» WHAT THE TASK ASKS: According to the Swami Chinmayananda commentary, what must precede any creation?

» TEXT SECTION:

──────────────────────────────

Swami Chinmayananda
Swami Chinmayananda Commentary
A philosophy that comprehends the totality without fear or favour and is even true to its mission of seeking Truth, cannot afford to ignore the DESTRUCTIVE-aspect in nature. No creation is possible without being preceded by the process of destruction of its own existence as the raw material from which the created is produced. On the face of the Universe also, wherever there is “existence” it is nothing but a repetition of constant change, and change can be interpreted either in terms of constant-creation with regard to the MADE-PRODUCTS, or as a process of constant-destruction with regard to the RAW-MATERIAL that changed.
Thus, we see that in Hinduism, the daring Masters of the Aryan fold, while extolling the beauty of the Reality, indulged themselves in viewing It not only as the Omniscient-Creator, or as the Omnipotent-Sustainer, but also as the All-powerful-Devourer of all names and forms. This may look dreadful to those creeds that have not yet come to watch and analyse Life in its totality.

──────────────────────────────

» ITEMS:
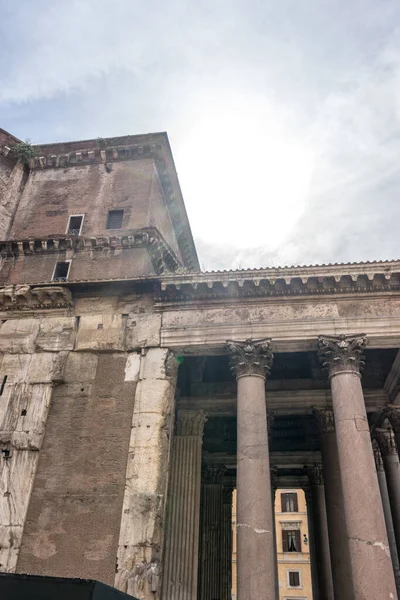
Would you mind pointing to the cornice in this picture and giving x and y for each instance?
(283, 281)
(162, 256)
(26, 297)
(107, 151)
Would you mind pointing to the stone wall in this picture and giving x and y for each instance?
(85, 428)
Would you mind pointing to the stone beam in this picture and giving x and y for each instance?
(282, 402)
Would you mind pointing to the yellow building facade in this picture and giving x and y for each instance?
(292, 541)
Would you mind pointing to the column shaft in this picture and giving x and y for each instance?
(251, 361)
(338, 544)
(391, 464)
(211, 535)
(388, 516)
(321, 535)
(226, 577)
(182, 544)
(311, 541)
(254, 499)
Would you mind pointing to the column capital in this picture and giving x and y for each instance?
(212, 475)
(325, 419)
(386, 441)
(342, 352)
(377, 456)
(393, 414)
(227, 495)
(251, 357)
(190, 423)
(315, 474)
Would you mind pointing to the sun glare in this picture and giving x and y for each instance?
(245, 176)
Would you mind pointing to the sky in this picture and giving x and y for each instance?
(283, 115)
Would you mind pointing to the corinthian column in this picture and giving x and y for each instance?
(387, 513)
(321, 536)
(211, 533)
(370, 561)
(182, 543)
(250, 362)
(390, 458)
(340, 557)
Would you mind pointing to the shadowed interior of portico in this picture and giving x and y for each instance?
(296, 387)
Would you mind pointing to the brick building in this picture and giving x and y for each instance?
(134, 391)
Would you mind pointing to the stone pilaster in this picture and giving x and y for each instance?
(251, 361)
(227, 543)
(380, 472)
(210, 562)
(387, 446)
(338, 544)
(321, 536)
(182, 544)
(371, 567)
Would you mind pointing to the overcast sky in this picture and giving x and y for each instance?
(283, 115)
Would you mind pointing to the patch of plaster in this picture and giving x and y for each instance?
(253, 528)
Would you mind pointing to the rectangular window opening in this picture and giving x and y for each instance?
(61, 271)
(291, 541)
(294, 579)
(75, 225)
(114, 219)
(289, 502)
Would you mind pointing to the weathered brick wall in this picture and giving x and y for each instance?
(85, 265)
(52, 195)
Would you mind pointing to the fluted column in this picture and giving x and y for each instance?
(371, 566)
(387, 513)
(390, 458)
(250, 362)
(226, 577)
(311, 541)
(338, 539)
(182, 544)
(210, 564)
(321, 535)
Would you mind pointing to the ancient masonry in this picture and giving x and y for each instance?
(136, 392)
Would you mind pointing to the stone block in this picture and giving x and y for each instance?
(80, 367)
(154, 396)
(143, 330)
(19, 336)
(101, 333)
(132, 368)
(47, 367)
(56, 333)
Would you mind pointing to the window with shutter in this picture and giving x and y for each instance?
(289, 502)
(285, 544)
(294, 578)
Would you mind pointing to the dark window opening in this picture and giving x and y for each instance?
(294, 578)
(291, 541)
(289, 502)
(74, 225)
(114, 219)
(3, 385)
(61, 271)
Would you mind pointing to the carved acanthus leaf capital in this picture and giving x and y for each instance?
(393, 415)
(342, 352)
(386, 441)
(190, 423)
(377, 456)
(325, 419)
(315, 474)
(251, 357)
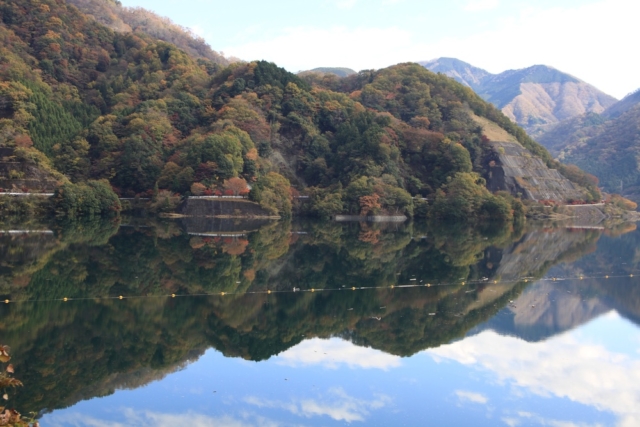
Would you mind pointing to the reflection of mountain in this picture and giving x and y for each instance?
(548, 308)
(65, 352)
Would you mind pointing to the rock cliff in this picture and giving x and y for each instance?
(511, 167)
(240, 208)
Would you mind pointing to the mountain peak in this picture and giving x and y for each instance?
(534, 97)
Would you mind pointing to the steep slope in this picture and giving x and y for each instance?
(148, 117)
(608, 149)
(138, 20)
(535, 97)
(338, 71)
(461, 71)
(623, 105)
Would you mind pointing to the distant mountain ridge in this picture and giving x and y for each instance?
(338, 71)
(606, 145)
(536, 97)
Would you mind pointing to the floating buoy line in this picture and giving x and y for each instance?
(413, 283)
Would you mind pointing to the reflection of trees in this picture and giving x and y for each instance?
(78, 349)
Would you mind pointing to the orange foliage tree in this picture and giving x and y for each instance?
(236, 185)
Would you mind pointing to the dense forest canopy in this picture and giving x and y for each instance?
(146, 116)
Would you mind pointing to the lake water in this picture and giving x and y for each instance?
(320, 324)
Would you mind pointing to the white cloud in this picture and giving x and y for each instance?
(563, 367)
(589, 41)
(338, 405)
(469, 396)
(541, 421)
(336, 352)
(345, 4)
(478, 5)
(147, 418)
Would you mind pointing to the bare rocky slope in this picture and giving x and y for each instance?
(536, 97)
(606, 145)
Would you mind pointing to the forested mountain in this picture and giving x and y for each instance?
(338, 71)
(534, 97)
(138, 20)
(606, 145)
(145, 116)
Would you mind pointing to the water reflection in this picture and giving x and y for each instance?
(68, 352)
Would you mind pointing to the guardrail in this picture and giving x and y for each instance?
(27, 194)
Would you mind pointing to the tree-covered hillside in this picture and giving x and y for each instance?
(607, 148)
(138, 20)
(148, 117)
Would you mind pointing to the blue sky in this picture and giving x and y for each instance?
(591, 39)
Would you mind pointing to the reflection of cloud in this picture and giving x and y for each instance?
(335, 352)
(540, 421)
(339, 406)
(562, 367)
(477, 5)
(147, 418)
(469, 396)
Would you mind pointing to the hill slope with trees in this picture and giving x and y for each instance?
(151, 119)
(138, 20)
(606, 145)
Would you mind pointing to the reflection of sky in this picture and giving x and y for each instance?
(586, 377)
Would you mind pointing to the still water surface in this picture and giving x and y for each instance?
(493, 340)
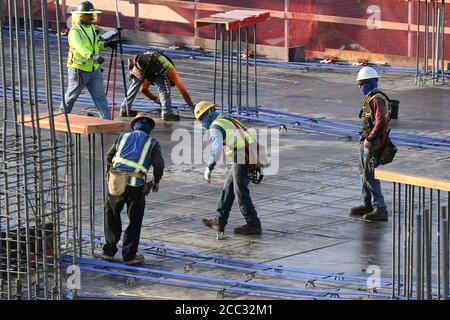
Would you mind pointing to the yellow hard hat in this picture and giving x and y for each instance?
(202, 107)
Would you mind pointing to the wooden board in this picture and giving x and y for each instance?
(398, 177)
(78, 124)
(234, 19)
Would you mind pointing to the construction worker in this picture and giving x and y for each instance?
(129, 159)
(229, 132)
(153, 67)
(84, 60)
(375, 117)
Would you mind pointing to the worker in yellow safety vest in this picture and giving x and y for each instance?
(84, 60)
(129, 160)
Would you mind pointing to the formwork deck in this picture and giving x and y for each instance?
(303, 209)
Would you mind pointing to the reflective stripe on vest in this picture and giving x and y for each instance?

──────────────────────────────

» ANSWER TO THIS PROBLEM: The destruction of its own existence as the raw material from which the created is produced.